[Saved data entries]
————————

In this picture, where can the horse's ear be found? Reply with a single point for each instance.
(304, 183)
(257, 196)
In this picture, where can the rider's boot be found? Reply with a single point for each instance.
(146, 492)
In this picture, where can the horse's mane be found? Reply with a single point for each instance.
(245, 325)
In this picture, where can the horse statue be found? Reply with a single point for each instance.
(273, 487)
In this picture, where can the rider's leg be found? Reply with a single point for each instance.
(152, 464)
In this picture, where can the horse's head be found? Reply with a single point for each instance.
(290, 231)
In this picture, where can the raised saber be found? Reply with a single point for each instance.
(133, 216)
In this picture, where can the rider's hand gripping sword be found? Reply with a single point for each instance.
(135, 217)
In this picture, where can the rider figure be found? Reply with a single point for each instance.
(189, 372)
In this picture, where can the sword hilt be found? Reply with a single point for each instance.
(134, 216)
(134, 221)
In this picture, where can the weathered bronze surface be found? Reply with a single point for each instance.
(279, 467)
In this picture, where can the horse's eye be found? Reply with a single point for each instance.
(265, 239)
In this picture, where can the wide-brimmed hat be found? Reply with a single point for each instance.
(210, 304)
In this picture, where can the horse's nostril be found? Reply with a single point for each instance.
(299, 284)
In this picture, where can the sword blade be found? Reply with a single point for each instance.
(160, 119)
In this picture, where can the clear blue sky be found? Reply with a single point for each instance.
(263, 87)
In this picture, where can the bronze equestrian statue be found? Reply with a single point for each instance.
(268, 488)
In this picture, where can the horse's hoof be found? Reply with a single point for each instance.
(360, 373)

————————

**TASK DIRECTIONS:**
Output exactly the lines from the one containing "In this picture, where can the wide-brimmed" through the last line of the entries, both ends included.

**FULL SOLUTION:**
In this picture, where can the wide-brimmed hat be found? Reply with a single point for each instance.
(210, 304)
In this picture, where can the horse's nostril be found? Reply with a single point for each instance.
(299, 284)
In this picture, where can the sword blade be found? Reply with a single point for each instance.
(160, 119)
In this picture, where can the clear blue sky be found? Reply with a single point for each instance.
(263, 87)
In this picture, where can the bronze equestrian statue be found? Reply with a single point for each instance.
(268, 488)
In this picture, where can the horse's hoof be found? Reply with a single point for each instance.
(360, 373)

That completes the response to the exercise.